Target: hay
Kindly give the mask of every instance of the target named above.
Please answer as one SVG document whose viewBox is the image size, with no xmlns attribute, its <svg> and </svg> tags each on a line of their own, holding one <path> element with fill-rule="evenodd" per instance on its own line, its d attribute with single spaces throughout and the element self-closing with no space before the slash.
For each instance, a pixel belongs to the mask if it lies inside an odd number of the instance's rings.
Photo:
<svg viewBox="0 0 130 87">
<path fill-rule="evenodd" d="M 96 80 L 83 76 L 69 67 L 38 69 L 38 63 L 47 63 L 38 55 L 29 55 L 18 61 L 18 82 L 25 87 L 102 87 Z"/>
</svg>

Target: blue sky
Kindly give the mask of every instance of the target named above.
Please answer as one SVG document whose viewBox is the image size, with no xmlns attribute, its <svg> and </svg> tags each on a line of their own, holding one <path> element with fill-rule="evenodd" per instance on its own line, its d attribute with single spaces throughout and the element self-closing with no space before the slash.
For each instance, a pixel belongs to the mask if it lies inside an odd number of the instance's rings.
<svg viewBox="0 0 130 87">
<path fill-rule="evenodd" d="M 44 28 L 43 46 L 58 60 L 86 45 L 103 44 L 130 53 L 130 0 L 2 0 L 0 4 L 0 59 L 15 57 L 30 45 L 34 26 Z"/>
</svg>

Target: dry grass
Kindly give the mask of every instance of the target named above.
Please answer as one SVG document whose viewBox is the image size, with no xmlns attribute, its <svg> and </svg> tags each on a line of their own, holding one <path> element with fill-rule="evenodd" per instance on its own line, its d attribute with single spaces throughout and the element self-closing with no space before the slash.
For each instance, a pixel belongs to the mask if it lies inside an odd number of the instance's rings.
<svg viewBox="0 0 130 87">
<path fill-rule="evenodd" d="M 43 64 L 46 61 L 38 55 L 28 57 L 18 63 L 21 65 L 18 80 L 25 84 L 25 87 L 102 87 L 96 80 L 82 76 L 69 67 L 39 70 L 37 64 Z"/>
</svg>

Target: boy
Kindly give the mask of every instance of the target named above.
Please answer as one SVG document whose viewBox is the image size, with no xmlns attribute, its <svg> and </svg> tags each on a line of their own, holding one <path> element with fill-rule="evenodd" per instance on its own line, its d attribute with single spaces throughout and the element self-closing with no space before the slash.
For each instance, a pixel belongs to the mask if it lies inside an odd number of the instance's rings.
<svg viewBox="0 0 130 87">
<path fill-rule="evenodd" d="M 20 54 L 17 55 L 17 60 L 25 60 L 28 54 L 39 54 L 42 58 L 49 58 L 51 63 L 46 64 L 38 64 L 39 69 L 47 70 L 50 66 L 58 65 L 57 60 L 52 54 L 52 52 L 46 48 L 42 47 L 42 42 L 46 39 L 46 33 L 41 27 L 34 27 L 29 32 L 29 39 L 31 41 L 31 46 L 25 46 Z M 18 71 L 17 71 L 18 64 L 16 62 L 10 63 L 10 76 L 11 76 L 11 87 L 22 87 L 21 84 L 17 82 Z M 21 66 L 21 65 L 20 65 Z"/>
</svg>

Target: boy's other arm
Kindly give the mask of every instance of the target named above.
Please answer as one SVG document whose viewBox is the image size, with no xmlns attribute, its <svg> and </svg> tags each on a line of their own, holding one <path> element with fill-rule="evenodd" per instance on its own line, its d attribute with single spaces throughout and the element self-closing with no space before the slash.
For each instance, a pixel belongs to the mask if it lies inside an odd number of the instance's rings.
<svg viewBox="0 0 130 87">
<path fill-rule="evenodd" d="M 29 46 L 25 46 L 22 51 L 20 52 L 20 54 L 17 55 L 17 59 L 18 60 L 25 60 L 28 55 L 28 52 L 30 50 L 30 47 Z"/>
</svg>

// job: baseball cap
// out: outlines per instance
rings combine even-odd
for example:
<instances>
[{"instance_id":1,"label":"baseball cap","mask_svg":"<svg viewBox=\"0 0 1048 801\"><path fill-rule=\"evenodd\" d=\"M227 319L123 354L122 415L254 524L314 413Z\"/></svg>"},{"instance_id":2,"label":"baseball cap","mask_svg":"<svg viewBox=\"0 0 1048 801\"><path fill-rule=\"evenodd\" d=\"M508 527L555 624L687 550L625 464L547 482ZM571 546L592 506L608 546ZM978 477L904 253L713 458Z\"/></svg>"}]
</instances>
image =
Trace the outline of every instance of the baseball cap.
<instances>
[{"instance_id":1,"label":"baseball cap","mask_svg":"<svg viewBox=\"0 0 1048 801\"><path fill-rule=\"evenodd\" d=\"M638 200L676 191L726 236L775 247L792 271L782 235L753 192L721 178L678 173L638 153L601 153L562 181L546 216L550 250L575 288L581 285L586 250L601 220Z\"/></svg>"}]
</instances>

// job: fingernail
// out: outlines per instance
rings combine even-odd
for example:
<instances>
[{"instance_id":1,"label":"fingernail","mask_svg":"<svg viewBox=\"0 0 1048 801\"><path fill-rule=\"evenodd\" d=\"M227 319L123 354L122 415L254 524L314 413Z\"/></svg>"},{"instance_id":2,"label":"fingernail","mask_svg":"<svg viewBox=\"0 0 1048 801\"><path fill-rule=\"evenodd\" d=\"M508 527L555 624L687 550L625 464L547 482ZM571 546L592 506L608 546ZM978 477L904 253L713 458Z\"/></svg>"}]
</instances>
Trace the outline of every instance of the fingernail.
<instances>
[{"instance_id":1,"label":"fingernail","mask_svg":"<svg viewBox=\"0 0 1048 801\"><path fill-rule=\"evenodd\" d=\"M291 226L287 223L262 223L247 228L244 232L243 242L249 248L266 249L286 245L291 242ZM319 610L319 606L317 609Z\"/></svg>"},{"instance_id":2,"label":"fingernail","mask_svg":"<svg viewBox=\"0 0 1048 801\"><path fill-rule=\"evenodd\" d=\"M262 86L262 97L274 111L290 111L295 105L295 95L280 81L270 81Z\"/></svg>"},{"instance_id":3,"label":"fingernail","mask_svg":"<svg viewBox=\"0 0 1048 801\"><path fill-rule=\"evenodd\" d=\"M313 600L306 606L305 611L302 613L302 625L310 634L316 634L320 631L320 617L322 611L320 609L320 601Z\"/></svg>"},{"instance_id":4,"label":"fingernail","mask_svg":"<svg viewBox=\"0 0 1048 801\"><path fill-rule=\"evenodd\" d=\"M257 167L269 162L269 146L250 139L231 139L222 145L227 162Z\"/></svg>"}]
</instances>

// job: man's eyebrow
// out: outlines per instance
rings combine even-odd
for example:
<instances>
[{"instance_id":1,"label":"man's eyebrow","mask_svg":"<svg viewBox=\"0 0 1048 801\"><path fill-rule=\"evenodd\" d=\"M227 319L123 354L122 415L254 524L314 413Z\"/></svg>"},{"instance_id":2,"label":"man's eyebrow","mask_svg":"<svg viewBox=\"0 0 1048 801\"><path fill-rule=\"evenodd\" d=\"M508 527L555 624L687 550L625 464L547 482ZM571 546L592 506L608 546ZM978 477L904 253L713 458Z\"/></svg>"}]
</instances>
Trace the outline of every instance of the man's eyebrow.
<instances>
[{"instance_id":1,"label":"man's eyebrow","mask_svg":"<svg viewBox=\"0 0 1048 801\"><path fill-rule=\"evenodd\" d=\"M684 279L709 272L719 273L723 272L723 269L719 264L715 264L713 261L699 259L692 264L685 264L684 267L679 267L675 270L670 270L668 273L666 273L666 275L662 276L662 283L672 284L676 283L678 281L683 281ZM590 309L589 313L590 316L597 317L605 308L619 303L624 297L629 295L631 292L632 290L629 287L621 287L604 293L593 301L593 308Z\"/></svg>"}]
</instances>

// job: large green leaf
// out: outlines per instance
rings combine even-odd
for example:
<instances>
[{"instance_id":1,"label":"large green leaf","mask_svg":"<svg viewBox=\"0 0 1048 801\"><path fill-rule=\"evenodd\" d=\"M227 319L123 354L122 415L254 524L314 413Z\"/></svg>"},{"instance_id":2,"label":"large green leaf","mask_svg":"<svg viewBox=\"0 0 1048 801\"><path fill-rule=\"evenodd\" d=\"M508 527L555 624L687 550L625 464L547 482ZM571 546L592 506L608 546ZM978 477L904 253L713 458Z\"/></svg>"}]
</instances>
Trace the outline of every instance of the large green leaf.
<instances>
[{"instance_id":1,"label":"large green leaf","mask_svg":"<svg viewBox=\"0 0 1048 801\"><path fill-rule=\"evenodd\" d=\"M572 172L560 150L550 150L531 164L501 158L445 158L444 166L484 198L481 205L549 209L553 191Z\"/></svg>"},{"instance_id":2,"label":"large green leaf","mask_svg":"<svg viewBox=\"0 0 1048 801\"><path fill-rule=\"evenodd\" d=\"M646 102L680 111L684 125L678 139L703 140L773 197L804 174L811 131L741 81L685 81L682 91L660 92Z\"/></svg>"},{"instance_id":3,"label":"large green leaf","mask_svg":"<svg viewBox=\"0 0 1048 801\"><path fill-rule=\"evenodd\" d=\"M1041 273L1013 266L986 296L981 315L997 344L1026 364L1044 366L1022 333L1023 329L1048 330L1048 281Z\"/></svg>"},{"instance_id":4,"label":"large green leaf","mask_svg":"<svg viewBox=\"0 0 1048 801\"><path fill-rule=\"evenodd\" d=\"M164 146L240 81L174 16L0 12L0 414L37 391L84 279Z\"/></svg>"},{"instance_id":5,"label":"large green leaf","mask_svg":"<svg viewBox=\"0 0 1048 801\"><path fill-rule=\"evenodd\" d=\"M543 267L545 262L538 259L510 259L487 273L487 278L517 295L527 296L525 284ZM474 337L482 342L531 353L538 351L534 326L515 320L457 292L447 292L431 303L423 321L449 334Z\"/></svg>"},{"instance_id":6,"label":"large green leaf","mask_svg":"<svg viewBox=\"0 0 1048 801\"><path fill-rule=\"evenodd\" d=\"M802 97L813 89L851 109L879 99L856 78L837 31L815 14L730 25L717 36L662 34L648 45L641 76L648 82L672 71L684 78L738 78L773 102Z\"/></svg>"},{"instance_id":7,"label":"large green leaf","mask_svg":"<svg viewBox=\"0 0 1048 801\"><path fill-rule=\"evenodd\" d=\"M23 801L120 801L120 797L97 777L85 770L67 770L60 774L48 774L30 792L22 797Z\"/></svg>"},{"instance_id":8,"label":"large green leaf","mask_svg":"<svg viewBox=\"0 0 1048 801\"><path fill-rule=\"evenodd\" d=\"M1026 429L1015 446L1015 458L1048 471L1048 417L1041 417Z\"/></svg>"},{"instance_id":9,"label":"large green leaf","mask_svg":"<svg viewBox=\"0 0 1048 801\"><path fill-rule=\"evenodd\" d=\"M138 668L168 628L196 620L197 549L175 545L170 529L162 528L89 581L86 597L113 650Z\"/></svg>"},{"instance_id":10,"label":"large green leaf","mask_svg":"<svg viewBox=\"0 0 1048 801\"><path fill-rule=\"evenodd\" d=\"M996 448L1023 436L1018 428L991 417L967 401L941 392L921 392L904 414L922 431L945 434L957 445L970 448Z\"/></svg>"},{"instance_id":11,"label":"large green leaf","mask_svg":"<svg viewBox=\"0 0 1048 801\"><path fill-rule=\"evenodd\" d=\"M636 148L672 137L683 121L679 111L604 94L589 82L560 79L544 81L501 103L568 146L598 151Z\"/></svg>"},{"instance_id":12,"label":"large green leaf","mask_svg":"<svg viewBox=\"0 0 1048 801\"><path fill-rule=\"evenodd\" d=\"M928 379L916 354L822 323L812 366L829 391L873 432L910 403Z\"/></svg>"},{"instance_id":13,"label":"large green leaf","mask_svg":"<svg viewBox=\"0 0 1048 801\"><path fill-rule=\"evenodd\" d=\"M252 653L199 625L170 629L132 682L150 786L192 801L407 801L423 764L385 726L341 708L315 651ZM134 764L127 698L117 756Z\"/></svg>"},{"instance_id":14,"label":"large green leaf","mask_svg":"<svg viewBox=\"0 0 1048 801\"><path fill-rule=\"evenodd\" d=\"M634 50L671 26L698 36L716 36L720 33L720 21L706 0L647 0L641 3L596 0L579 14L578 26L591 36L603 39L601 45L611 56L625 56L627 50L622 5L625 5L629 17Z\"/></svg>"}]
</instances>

__________

Pick out every line of the listing that contains the word "Trace", and copy each one.

**TASK SOLUTION**
Trace the outline of every instance of the baseball cap.
Trace the outline of every instance of the fingernail.
Trace the outline of every instance of the man's eyebrow.
Trace the outline of every instance of the large green leaf.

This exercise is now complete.